+++ Passage provided +++
Next, we need a way for the production code to use Connector, but for test code to substitute a different implementation of the protocol. Since ConnectionService creates a new instance when connect() is called, we can use a closure as a simple Factory Method. The production code can supply a default closure (creating a Connector) like with a closure property:
private let makeConnector: () -> ConnectorProtocol
Set its value by passing an argument to the initializer. The initializer can specify a default value, so that it makes a real Connector unless told otherwise:
init(makeConnector: (() -> ConnectorProtocol) = { Connector() }) {
self.makeConnector = makeConnector
super.init()
}
In connect(), call makeConnector() instead of Connector(). Since we don't have unit tests for this change, do a manual test to confirm we didn't break anything.
Now our Seam is in place, so we can begin writing tests. There are two types of tests to write:
Are we calling Connector correctly?
What happens when the delegate method is called?
Let's make a Mock Object to check the first part. It's important that we call setDelegate(delegate:) before calling connect(), so let's have the mock record all calls in an array. The array gives us a way to check the call order. Instead of having the test code examine the array of calls (acting as a Test Spy which just records stuff), your test will be cleaner if we make this a full-fledged Mock Object — meaning it will do its own verification.
final class MockConnector: ConnectorProtocol {
private enum Methods {
case setDelegate(ConnectionDelegate)
case connect
}
private var calls: [Methods] = []
func setDelegate(delegate: ConnectionDelegate) {
calls.append(.setDelegate(delegate))
}
func connect() {
calls.append(.connect)
}
func verifySetDelegateThenConnect(
expectedDelegate: ConnectionDelegate,
file: StaticString = #file,
line: UInt = #line
) {
if calls.count != 2 {
fail(file: file, line: line)
+++ Stored data +++
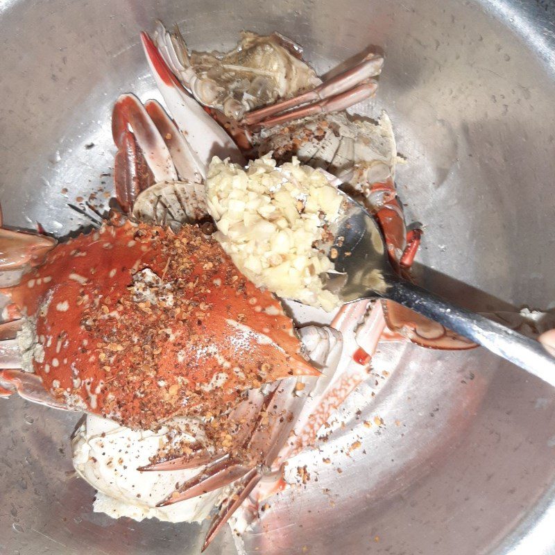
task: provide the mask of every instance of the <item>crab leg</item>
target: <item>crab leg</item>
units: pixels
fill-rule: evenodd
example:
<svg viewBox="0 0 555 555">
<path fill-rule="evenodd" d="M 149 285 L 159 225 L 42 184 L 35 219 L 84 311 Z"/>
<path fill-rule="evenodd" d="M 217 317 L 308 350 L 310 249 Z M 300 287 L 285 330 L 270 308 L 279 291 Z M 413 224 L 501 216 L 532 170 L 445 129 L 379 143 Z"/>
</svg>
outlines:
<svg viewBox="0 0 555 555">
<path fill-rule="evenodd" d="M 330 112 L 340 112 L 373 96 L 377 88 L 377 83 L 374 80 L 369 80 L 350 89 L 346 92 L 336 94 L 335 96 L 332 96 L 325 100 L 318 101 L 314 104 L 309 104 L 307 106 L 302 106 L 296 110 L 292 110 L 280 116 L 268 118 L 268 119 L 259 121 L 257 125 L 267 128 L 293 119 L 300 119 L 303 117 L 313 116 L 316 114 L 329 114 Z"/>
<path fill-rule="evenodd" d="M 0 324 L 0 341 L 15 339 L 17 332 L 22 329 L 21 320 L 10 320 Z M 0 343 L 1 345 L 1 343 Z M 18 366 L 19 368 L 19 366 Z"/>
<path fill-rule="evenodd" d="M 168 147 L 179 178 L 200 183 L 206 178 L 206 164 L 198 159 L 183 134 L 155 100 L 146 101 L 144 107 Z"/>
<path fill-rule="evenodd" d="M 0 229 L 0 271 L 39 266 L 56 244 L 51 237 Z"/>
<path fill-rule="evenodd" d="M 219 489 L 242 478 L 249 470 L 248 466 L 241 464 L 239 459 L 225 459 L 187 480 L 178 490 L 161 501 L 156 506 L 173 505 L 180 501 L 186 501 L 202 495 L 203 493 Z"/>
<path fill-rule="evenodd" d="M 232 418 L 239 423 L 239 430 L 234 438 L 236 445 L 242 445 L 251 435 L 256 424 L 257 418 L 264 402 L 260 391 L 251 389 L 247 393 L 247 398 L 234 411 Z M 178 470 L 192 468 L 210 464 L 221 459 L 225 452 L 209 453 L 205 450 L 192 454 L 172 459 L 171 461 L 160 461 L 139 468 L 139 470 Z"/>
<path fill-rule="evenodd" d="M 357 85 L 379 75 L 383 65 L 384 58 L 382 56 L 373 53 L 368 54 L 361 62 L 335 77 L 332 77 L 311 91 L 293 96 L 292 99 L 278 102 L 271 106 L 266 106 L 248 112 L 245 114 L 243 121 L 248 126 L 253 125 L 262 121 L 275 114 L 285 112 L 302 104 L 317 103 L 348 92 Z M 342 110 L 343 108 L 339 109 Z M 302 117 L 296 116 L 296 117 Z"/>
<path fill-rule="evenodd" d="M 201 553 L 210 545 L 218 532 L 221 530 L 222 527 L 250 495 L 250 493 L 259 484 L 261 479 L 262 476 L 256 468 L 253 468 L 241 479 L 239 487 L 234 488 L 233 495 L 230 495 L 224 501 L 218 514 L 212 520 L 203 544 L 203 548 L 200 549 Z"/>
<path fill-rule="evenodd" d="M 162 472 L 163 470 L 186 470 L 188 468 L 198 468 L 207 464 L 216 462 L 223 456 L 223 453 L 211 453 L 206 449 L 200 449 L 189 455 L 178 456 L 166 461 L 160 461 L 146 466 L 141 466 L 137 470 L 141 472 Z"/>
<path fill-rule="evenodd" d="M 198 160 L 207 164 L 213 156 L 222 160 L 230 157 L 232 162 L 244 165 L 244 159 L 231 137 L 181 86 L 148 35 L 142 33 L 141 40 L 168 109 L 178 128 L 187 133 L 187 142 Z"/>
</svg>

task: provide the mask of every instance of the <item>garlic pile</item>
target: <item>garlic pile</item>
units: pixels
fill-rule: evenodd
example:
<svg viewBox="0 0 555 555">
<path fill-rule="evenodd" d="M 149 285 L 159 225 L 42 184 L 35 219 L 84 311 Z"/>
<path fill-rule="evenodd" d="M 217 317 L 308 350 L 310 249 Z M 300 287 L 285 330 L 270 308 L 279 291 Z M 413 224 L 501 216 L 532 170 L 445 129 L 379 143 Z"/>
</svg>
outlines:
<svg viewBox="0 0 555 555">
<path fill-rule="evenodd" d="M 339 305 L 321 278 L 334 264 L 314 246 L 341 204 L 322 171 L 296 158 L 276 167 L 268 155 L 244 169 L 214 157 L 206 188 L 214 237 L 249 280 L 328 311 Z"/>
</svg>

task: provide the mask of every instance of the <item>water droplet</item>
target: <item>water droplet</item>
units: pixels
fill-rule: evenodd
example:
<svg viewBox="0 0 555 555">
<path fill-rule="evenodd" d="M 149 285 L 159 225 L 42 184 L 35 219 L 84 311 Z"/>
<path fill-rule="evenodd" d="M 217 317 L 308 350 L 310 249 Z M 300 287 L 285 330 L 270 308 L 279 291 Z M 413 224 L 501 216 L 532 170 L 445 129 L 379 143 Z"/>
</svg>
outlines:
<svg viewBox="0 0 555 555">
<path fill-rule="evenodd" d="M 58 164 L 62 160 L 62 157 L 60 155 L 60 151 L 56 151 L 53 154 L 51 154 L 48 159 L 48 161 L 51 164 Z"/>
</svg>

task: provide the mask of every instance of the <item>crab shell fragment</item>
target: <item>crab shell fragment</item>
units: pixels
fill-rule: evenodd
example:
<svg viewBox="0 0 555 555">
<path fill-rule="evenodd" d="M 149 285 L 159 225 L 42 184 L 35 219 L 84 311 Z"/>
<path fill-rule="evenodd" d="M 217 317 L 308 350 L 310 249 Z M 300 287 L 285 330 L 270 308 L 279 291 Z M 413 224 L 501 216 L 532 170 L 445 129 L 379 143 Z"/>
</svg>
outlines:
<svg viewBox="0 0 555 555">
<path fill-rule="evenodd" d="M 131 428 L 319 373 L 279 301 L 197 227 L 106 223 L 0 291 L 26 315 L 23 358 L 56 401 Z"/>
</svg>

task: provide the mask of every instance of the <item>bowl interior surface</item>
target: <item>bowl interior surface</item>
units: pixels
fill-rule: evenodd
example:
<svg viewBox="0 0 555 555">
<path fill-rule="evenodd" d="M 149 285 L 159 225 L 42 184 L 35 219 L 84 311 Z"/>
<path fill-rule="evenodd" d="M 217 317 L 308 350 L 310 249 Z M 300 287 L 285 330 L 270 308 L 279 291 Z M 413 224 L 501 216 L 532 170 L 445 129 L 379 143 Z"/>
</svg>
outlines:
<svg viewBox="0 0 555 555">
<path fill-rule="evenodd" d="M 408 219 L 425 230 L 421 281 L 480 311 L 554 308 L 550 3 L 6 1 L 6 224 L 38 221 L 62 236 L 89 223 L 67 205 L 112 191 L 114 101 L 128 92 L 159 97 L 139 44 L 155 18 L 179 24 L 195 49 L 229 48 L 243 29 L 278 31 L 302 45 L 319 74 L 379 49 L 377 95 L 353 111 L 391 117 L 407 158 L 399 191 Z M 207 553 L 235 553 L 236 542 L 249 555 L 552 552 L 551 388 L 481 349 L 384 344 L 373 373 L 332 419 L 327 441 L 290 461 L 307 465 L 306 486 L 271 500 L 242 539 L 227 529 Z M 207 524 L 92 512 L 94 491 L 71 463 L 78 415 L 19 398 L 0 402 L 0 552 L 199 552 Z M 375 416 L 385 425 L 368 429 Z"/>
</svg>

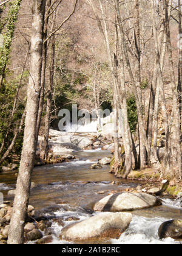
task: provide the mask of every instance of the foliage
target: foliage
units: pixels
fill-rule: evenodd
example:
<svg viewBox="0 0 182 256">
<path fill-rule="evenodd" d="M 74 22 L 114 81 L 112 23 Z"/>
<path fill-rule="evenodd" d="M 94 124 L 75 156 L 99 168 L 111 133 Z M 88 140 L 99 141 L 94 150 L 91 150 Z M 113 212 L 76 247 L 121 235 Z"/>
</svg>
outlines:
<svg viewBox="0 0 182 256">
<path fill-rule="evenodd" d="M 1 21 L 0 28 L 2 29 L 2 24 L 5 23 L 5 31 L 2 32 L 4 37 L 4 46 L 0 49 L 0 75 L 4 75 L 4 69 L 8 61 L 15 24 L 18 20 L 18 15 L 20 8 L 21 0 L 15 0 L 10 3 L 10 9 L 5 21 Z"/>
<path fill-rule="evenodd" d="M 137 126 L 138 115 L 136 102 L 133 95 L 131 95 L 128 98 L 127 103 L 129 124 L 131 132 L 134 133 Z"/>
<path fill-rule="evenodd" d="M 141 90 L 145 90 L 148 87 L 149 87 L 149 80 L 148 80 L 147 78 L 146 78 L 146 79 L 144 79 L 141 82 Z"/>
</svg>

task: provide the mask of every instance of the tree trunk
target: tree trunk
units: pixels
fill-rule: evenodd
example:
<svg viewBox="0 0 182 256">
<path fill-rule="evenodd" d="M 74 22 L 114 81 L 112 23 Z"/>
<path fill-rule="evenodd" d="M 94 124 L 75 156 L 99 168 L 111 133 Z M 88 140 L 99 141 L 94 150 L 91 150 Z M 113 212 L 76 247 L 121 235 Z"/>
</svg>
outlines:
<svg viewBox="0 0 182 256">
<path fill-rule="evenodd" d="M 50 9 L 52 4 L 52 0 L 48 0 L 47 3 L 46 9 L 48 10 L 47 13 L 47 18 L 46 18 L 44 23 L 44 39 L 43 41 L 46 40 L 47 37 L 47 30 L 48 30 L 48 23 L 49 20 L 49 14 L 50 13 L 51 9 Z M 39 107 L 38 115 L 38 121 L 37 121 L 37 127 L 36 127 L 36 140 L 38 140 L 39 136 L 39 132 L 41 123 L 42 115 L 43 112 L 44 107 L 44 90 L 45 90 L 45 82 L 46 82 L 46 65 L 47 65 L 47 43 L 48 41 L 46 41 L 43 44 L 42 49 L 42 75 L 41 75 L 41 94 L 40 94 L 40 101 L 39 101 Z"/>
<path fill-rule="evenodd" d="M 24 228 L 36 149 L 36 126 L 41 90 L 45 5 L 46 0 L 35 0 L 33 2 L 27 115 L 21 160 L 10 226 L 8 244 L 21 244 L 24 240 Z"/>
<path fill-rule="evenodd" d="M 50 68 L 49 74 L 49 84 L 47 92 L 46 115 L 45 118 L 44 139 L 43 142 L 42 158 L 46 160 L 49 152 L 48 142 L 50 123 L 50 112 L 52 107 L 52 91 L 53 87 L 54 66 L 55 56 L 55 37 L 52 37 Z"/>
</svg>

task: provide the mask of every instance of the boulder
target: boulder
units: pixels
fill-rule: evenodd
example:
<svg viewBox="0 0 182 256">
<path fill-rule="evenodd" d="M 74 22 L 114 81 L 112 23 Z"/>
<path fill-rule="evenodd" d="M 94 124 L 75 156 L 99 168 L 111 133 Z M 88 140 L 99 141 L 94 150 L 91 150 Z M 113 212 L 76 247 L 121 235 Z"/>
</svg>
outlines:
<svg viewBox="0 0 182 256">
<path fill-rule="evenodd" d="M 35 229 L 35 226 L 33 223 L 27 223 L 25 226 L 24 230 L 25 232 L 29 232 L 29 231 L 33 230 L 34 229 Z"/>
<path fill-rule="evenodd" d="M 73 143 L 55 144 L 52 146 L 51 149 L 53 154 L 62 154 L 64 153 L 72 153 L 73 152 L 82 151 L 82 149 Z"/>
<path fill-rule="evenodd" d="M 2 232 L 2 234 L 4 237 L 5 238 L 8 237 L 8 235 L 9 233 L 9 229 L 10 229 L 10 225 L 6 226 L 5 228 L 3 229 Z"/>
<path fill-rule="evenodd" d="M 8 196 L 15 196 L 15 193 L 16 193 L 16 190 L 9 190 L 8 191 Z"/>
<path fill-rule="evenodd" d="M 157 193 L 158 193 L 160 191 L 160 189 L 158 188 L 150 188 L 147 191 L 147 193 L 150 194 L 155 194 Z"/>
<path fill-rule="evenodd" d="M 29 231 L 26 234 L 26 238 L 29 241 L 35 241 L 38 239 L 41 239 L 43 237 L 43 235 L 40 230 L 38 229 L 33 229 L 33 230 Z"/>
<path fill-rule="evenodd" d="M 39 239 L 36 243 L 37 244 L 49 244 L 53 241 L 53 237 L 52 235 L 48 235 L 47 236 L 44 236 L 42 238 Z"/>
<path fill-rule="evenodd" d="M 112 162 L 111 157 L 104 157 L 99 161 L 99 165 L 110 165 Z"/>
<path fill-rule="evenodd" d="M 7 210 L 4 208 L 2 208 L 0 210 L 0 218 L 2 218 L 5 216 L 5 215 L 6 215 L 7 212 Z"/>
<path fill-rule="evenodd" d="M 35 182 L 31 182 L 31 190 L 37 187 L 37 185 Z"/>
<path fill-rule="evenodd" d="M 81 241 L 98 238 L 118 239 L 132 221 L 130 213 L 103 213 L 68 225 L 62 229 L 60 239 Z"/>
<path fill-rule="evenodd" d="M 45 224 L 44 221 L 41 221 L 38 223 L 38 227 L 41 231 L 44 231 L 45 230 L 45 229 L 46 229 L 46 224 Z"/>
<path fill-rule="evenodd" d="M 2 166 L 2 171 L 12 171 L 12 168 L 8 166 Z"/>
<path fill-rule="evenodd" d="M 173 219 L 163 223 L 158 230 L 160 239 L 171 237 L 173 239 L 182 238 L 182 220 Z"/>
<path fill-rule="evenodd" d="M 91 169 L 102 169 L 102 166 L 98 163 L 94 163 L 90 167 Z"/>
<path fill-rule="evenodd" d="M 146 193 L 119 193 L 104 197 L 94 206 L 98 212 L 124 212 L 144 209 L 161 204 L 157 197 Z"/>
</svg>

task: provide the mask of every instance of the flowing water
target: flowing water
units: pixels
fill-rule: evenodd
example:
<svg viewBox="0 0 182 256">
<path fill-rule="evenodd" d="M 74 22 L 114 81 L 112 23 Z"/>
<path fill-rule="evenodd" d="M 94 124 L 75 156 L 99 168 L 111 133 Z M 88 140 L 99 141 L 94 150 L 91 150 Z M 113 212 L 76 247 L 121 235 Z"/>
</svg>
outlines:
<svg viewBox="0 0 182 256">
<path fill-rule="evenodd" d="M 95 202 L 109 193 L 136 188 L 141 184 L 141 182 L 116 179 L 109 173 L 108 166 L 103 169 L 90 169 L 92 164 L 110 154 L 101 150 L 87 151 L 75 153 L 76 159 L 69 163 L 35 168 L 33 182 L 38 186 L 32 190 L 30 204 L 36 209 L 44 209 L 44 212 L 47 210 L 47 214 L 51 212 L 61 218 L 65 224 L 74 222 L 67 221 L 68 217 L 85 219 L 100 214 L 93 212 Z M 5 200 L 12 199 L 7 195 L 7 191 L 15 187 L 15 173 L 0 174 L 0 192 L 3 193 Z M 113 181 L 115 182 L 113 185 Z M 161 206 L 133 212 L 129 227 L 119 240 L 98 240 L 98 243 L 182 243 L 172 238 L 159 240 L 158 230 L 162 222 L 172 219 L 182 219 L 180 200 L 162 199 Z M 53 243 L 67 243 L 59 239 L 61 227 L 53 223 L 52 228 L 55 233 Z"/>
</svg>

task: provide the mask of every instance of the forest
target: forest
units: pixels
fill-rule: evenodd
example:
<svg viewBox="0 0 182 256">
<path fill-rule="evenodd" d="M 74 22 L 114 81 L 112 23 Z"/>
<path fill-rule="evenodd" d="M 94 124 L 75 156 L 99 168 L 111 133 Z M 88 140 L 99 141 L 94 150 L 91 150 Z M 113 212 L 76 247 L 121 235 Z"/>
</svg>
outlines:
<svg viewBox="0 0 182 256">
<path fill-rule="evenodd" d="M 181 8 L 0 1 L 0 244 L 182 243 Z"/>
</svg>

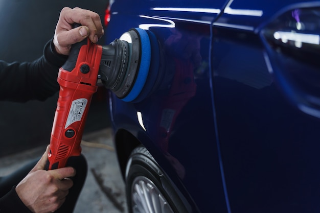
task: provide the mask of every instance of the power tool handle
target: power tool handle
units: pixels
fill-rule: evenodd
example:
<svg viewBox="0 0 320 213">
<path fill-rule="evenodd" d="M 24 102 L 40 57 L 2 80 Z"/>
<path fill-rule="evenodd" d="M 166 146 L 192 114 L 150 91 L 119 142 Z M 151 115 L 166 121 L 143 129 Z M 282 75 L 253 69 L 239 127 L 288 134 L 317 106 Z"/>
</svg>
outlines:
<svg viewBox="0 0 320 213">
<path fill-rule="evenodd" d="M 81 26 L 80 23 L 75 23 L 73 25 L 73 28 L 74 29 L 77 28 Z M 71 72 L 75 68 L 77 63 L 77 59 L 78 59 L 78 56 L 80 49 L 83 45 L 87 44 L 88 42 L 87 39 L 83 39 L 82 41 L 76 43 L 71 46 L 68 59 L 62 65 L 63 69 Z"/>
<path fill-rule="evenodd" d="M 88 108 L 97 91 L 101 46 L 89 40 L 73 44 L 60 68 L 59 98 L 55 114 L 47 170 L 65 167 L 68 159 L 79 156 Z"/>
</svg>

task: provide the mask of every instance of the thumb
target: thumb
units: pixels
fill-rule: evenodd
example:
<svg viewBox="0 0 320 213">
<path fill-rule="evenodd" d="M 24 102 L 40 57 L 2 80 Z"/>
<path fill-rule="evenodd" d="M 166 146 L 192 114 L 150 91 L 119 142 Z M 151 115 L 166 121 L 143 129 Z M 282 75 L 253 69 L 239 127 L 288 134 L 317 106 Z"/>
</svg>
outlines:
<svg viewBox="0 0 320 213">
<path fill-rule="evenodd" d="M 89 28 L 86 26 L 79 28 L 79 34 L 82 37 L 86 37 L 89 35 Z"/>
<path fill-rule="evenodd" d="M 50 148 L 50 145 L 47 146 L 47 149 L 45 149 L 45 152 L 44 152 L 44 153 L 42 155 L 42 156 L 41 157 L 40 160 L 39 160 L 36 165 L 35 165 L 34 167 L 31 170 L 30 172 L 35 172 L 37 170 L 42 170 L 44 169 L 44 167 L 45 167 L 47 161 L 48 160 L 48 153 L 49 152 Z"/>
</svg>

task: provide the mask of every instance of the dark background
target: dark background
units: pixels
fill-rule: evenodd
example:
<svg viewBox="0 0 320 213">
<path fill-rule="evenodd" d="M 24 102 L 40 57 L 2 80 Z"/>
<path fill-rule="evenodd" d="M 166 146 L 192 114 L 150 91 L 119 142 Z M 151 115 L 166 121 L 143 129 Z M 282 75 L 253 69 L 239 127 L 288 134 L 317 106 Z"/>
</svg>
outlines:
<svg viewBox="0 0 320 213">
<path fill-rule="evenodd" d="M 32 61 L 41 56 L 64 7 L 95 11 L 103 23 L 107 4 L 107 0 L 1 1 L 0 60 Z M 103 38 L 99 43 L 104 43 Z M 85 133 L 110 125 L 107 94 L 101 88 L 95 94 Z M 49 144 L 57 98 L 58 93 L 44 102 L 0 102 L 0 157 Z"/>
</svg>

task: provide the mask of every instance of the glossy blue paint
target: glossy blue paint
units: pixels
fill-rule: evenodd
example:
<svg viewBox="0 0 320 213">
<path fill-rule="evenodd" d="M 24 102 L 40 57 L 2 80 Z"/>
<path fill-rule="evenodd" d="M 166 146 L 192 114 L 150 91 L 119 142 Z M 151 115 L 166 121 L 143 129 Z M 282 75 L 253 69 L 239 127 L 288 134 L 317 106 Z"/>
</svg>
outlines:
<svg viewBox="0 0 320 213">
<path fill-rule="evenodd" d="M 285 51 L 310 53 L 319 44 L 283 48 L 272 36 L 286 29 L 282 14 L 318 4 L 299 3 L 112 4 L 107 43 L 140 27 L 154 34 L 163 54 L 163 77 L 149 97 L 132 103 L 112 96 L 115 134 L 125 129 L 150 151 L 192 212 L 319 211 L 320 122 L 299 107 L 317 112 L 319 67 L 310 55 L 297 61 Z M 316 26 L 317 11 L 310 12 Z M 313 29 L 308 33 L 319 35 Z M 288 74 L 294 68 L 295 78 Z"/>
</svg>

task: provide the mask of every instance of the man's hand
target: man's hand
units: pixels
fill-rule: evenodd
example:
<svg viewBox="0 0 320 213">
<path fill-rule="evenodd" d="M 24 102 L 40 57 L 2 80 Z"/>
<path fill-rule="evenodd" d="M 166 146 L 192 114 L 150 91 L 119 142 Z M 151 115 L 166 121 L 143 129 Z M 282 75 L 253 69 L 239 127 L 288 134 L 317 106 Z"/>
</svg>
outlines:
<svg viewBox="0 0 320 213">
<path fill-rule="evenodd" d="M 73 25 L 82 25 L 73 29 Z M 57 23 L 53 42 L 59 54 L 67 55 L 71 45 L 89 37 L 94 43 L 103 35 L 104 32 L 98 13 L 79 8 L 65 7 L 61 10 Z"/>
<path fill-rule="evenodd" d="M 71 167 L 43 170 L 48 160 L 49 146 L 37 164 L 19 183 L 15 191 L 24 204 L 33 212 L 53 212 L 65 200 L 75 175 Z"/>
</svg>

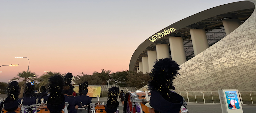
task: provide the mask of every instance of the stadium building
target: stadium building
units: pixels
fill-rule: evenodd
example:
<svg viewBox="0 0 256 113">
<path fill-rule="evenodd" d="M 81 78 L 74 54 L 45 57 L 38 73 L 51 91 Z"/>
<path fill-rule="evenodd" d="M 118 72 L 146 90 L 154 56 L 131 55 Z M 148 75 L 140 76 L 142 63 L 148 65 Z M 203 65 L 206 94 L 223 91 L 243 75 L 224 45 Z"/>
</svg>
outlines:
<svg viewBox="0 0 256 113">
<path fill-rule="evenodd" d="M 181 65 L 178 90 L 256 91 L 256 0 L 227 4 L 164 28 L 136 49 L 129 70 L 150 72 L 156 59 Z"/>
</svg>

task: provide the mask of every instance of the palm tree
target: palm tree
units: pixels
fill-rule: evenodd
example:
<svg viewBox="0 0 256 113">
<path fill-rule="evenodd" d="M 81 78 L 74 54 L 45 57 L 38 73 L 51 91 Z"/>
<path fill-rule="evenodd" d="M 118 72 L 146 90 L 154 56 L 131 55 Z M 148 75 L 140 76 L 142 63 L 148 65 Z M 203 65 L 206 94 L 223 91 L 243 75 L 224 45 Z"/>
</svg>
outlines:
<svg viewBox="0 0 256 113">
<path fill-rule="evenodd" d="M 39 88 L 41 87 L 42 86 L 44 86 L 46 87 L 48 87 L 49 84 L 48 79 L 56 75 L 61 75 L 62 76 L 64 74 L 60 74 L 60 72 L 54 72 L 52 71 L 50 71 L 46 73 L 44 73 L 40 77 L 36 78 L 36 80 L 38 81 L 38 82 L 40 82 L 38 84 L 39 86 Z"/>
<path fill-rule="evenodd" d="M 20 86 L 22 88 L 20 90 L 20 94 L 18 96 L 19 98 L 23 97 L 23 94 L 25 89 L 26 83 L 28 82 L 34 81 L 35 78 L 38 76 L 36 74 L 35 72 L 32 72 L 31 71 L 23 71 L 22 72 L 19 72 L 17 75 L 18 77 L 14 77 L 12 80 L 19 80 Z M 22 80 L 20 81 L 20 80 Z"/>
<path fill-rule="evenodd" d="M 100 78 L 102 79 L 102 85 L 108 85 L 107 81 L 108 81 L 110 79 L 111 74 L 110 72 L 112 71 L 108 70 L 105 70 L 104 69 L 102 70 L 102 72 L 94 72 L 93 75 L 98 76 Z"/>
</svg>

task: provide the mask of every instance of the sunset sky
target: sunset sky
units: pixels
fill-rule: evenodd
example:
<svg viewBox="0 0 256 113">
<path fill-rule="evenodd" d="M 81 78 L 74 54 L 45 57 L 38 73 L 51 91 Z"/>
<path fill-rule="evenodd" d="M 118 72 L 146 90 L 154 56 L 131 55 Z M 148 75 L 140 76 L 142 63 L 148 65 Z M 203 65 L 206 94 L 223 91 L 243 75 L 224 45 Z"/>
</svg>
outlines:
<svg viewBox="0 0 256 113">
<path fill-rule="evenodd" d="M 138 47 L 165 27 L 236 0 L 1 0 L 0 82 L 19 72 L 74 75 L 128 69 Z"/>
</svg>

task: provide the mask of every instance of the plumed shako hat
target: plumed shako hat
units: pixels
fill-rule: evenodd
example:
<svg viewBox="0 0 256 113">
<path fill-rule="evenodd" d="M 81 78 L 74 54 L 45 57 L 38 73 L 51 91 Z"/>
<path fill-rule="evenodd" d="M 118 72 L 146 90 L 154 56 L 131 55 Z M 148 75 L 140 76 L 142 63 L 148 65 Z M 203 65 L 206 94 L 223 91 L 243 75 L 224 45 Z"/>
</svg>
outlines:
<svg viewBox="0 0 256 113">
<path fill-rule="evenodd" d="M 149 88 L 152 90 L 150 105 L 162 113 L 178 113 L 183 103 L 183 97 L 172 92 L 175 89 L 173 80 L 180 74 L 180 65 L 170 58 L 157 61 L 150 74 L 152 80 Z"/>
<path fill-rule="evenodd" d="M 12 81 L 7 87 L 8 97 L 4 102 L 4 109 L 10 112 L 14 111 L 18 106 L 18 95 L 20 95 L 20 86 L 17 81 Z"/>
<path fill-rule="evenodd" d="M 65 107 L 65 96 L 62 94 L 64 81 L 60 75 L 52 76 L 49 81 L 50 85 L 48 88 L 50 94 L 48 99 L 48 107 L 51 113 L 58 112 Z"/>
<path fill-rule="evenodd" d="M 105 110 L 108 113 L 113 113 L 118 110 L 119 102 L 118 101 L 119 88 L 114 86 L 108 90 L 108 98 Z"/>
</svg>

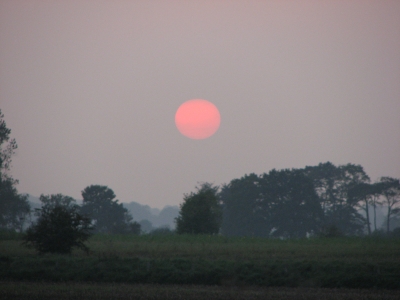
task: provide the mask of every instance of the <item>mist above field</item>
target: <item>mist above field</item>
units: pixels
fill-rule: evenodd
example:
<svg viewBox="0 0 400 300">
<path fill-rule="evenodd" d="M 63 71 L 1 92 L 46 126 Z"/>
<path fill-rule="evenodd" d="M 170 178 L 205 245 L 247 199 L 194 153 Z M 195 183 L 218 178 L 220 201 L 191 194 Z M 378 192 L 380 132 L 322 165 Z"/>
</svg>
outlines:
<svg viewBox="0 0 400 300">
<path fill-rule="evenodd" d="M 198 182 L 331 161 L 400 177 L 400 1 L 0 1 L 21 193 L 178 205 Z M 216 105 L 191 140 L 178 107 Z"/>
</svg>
+++
Objectives:
1: According to the Swift testing excerpt, which call must be made before connect()?
2: Revise the part of the Swift testing excerpt that opens with the words containing "Next, we need" and closes with "super.init()", replacing "initializer" with "constructor".
The dataset material is not needed for this work.

Results for each task:
1: setDelegate(delegate:)

2:
Next, we need a way for the production code to use Connector, but for test code to substitute a different implementation of the protocol. Since ConnectionService creates a new instance when connect() is called, we can use a closure as a simple Factory Method. The production code can supply a default closure (creating a Connector) like with a closure property:
private let makeConnector: () -> ConnectorProtocol
Set its value by passing an argument to the constructor. The constructor can specify a default value, so that it makes a real Connector unless told otherwise:
init(makeConnector: (() -> ConnectorProtocol) = { Connector() }) {
self.makeConnector = makeConnector
super.init()